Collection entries
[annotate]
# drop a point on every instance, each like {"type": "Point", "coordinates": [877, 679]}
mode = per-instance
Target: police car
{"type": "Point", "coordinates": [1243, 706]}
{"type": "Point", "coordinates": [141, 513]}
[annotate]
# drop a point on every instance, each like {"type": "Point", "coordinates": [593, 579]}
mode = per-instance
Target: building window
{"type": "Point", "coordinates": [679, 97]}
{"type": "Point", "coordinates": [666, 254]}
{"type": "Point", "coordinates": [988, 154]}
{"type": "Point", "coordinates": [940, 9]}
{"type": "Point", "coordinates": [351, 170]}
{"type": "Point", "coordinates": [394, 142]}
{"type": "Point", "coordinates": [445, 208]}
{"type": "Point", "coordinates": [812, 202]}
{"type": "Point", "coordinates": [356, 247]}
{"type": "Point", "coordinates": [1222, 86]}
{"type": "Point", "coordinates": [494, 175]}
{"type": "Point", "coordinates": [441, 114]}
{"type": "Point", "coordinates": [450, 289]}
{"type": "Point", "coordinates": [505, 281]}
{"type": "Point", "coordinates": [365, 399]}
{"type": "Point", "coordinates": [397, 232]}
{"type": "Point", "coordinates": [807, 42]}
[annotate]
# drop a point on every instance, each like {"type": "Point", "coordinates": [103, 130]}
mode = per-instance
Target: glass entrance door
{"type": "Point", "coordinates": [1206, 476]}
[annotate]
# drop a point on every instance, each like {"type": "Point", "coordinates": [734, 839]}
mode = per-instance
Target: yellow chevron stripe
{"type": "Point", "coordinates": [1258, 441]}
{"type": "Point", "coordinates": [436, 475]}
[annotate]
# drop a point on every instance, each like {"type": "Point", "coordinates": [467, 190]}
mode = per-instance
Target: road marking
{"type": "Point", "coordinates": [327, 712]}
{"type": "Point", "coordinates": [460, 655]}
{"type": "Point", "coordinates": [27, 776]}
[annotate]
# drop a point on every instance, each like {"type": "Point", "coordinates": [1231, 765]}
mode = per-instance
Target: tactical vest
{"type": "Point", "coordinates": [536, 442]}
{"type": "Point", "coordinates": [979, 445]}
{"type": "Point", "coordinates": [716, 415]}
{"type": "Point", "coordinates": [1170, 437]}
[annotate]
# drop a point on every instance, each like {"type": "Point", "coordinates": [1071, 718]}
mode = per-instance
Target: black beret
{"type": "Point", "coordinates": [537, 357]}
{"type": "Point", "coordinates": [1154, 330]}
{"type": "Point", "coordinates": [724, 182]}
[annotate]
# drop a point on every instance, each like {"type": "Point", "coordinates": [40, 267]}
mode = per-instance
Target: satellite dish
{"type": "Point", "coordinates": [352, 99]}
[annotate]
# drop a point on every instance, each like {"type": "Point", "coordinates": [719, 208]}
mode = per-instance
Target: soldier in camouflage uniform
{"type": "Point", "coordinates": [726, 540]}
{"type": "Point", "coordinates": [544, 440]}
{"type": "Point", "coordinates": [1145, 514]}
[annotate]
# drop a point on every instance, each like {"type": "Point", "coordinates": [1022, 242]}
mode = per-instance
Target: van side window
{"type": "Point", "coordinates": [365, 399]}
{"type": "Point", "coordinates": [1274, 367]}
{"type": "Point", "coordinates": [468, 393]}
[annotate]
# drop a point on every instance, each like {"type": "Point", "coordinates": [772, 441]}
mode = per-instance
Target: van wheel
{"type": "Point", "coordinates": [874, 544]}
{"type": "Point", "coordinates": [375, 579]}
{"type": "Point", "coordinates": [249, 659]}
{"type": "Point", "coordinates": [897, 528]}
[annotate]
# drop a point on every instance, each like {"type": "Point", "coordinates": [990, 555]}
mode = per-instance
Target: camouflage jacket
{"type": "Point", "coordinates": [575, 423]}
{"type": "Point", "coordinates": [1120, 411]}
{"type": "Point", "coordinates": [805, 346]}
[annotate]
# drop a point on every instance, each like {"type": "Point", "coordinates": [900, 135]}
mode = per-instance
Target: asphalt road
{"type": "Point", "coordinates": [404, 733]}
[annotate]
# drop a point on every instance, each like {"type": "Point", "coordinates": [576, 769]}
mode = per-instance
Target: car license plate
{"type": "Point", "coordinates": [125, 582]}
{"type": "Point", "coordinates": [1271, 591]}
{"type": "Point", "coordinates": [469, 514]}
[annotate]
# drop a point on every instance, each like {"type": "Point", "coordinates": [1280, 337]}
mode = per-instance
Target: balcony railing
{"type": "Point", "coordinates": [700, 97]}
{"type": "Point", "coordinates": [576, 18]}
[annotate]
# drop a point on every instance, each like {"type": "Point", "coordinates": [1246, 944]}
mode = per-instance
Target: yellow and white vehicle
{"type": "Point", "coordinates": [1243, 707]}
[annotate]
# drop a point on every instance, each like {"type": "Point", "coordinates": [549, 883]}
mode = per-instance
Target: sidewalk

:: WHAT IS EXPECTED ::
Output each record precisely as written.

:: COMPLETED EXERCISE ::
[annotate]
# drop a point on every instance, each like {"type": "Point", "coordinates": [877, 679]}
mode = per-instance
Target: police car
{"type": "Point", "coordinates": [1243, 706]}
{"type": "Point", "coordinates": [141, 513]}
[annotate]
# drop a point on every instance, each like {"type": "Point", "coordinates": [593, 579]}
mode = per-instance
Target: building window
{"type": "Point", "coordinates": [679, 97]}
{"type": "Point", "coordinates": [666, 254]}
{"type": "Point", "coordinates": [988, 154]}
{"type": "Point", "coordinates": [940, 9]}
{"type": "Point", "coordinates": [351, 170]}
{"type": "Point", "coordinates": [394, 142]}
{"type": "Point", "coordinates": [445, 208]}
{"type": "Point", "coordinates": [812, 202]}
{"type": "Point", "coordinates": [356, 247]}
{"type": "Point", "coordinates": [1222, 86]}
{"type": "Point", "coordinates": [494, 175]}
{"type": "Point", "coordinates": [441, 114]}
{"type": "Point", "coordinates": [450, 289]}
{"type": "Point", "coordinates": [505, 281]}
{"type": "Point", "coordinates": [365, 399]}
{"type": "Point", "coordinates": [397, 232]}
{"type": "Point", "coordinates": [807, 42]}
[annotate]
# drop a point on every instance, each like {"type": "Point", "coordinates": [103, 130]}
mode = per-instance
Target: glass entrance door
{"type": "Point", "coordinates": [1206, 476]}
[annotate]
# drop a point on every instance, each like {"type": "Point", "coordinates": [734, 839]}
mode = per-instance
Target: yellow chevron stripe
{"type": "Point", "coordinates": [1258, 441]}
{"type": "Point", "coordinates": [436, 475]}
[annotate]
# drop a point on every instance, each like {"type": "Point", "coordinates": [467, 190]}
mode = per-instance
Target: road marking
{"type": "Point", "coordinates": [327, 712]}
{"type": "Point", "coordinates": [460, 655]}
{"type": "Point", "coordinates": [27, 776]}
[annotate]
# drop a point on every instance, each like {"type": "Point", "coordinates": [1231, 765]}
mode = per-instance
Target: tactical vest
{"type": "Point", "coordinates": [536, 442]}
{"type": "Point", "coordinates": [979, 445]}
{"type": "Point", "coordinates": [716, 415]}
{"type": "Point", "coordinates": [1170, 437]}
[annotate]
# drop a point on every instance, each like {"type": "Point", "coordinates": [1071, 718]}
mode = per-instance
Target: black beret
{"type": "Point", "coordinates": [537, 357]}
{"type": "Point", "coordinates": [1154, 330]}
{"type": "Point", "coordinates": [724, 182]}
[annotate]
# drop a point on every instance, each like {"type": "Point", "coordinates": [40, 267]}
mode = per-instance
Target: satellite dish
{"type": "Point", "coordinates": [352, 99]}
[annotate]
# drop a point on every instance, each like {"type": "Point", "coordinates": [719, 208]}
mode = per-instance
Target: soldier in camouflage uniform
{"type": "Point", "coordinates": [726, 540]}
{"type": "Point", "coordinates": [544, 440]}
{"type": "Point", "coordinates": [1145, 514]}
[annotate]
# drop a point on every instance, each like {"type": "Point", "coordinates": [1022, 242]}
mode = per-instance
Target: van side window
{"type": "Point", "coordinates": [365, 399]}
{"type": "Point", "coordinates": [1274, 367]}
{"type": "Point", "coordinates": [468, 393]}
[annotate]
# drop a point on every instance, each like {"type": "Point", "coordinates": [772, 441]}
mode = per-instance
Target: van wheel
{"type": "Point", "coordinates": [874, 544]}
{"type": "Point", "coordinates": [375, 579]}
{"type": "Point", "coordinates": [249, 659]}
{"type": "Point", "coordinates": [897, 528]}
[annotate]
# drop a point on every instance, each like {"type": "Point", "coordinates": [990, 555]}
mode = per-instance
Target: camouflage jacket
{"type": "Point", "coordinates": [575, 423]}
{"type": "Point", "coordinates": [1120, 411]}
{"type": "Point", "coordinates": [805, 346]}
[annotate]
# drop a point on every instance, each like {"type": "Point", "coordinates": [900, 135]}
mode = per-instance
Target: asphalt road
{"type": "Point", "coordinates": [404, 733]}
[annotate]
# drop a point on every instance, each like {"type": "Point", "coordinates": [576, 769]}
mode = per-instance
Target: car license plate
{"type": "Point", "coordinates": [125, 582]}
{"type": "Point", "coordinates": [1271, 591]}
{"type": "Point", "coordinates": [469, 514]}
[annotate]
# drop a point on every instance, each like {"type": "Point", "coordinates": [1280, 337]}
mode = per-instance
Target: balcony railing
{"type": "Point", "coordinates": [700, 97]}
{"type": "Point", "coordinates": [576, 18]}
[annotate]
# drop a point on every instance, each like {"type": "Point", "coordinates": [1246, 944]}
mode = per-instance
Target: yellow and white vehicle
{"type": "Point", "coordinates": [1243, 707]}
[annotate]
# drop a point on every instance, each like {"type": "Point", "coordinates": [549, 883]}
mode = per-instance
Target: sidewalk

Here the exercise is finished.